Problem description:
Reproduce the forum exchange about student teaching below word for word, without changing anything.
━━ Document extract ━━
And like I wrote in my post to Jasper etc., the more honest I am with myself, and with the MAT staff I meet with about why I made the mistakes I did with my communication etc., perhaps that will be enough to convince them to give me another chance to finish the 7 weeks left of student teaching. Thanks for your advice and input. I really do appreciate hearing from seasoned teachers who've been mentors. It helps me to put everything into better perspective.
Maybe you'd be a better fit teaching special Ed. Seems like you teach out of the box in maybe way that a gen Ed traditional teacher might find annoying, but would be fantastic in special ed. One tiidbit of info I left out of my earlier post was that I am a special ed teacher and mentored special ed teachersin the university program. When an intern teacher had to be moved, we found that if we could find the right fit, the teacher would thrive. Mind you, this didn't always work because some people were never really cut from the same cloth as most teachers and needed to make a career change, but most were truly passionate about it and once they found the right fit, they were successful.
━━━
━━ Stored rows ━━
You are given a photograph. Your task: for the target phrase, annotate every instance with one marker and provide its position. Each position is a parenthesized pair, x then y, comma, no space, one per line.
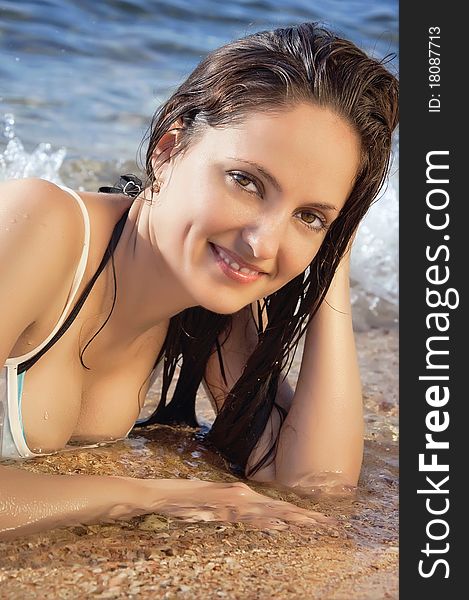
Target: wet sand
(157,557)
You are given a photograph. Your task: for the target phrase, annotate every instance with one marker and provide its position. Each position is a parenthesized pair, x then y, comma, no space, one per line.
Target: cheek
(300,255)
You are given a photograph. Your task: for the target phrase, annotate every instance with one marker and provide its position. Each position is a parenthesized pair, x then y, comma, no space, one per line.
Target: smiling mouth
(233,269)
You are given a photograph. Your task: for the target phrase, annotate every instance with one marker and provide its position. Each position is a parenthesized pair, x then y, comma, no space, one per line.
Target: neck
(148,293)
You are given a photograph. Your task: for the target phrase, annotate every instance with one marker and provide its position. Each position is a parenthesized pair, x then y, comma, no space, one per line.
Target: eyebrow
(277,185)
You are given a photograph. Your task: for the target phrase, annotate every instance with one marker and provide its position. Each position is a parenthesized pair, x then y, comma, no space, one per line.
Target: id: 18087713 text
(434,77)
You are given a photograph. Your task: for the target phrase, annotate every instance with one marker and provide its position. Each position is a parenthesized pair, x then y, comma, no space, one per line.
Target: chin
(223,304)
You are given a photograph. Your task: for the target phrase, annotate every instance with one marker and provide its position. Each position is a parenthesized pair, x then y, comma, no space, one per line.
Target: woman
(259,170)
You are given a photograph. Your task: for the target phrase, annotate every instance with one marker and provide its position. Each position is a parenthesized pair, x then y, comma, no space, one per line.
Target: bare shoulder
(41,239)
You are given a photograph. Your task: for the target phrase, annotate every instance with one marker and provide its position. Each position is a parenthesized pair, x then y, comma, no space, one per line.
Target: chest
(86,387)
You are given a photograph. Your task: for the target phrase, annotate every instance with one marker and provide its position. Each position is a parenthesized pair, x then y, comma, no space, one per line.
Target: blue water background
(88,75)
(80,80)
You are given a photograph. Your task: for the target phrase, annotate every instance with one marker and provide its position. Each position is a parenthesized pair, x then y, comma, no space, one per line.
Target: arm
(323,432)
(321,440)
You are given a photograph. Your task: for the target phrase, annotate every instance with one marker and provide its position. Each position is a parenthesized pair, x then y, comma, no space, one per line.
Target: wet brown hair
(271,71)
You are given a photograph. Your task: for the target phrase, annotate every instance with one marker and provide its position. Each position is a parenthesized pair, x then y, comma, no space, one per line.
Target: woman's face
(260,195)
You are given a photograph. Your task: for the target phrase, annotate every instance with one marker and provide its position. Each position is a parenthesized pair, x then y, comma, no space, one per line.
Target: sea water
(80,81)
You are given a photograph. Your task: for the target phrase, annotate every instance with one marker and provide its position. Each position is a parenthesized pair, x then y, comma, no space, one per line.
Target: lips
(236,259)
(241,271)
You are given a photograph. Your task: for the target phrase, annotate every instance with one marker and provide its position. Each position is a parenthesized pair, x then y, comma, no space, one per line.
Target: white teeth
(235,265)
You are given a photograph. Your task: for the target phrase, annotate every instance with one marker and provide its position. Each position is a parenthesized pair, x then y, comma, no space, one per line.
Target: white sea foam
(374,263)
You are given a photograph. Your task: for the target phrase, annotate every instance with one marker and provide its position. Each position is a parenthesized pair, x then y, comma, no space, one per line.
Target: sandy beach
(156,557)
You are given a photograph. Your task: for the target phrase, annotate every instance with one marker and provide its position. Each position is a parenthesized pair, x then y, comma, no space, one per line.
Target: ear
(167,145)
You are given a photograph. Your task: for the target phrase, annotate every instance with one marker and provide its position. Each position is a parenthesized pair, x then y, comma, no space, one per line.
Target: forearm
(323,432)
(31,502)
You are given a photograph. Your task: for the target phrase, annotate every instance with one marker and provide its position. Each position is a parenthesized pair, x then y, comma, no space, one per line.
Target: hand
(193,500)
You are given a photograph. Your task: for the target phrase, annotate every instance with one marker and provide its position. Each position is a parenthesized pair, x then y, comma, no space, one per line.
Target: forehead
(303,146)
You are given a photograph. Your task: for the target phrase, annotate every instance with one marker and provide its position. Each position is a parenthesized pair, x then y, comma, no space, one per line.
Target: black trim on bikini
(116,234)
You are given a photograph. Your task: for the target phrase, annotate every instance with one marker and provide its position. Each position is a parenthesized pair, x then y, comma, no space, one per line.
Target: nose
━━━
Finished task:
And like I wrote in my post to Jasper etc., the more honest I am with myself, and with the MAT staff I meet with about why I made the mistakes I did with my communication etc., perhaps that will be enough to convince them to give me another chance to finish the 7 weeks left of student teaching. Thanks for your advice and input. I really do appreciate hearing from seasoned teachers who've been mentors. It helps me to put everything into better perspective.
Maybe you'd be a better fit teaching special Ed. Seems like you teach out of the box in maybe way that a gen Ed traditional teacher might find annoying, but would be fantastic in special ed. One tiidbit of info I left out of my earlier post was that I am a special ed teacher and mentored special ed teachersin the university program. When an intern teacher had to be moved, we found that if we could find the right fit, the teacher would thrive. Mind you, this didn't always work because some people were never really cut from the same cloth as most teachers and needed to make a career change, but most were truly passionate about it and once they found the right fit, they were successful.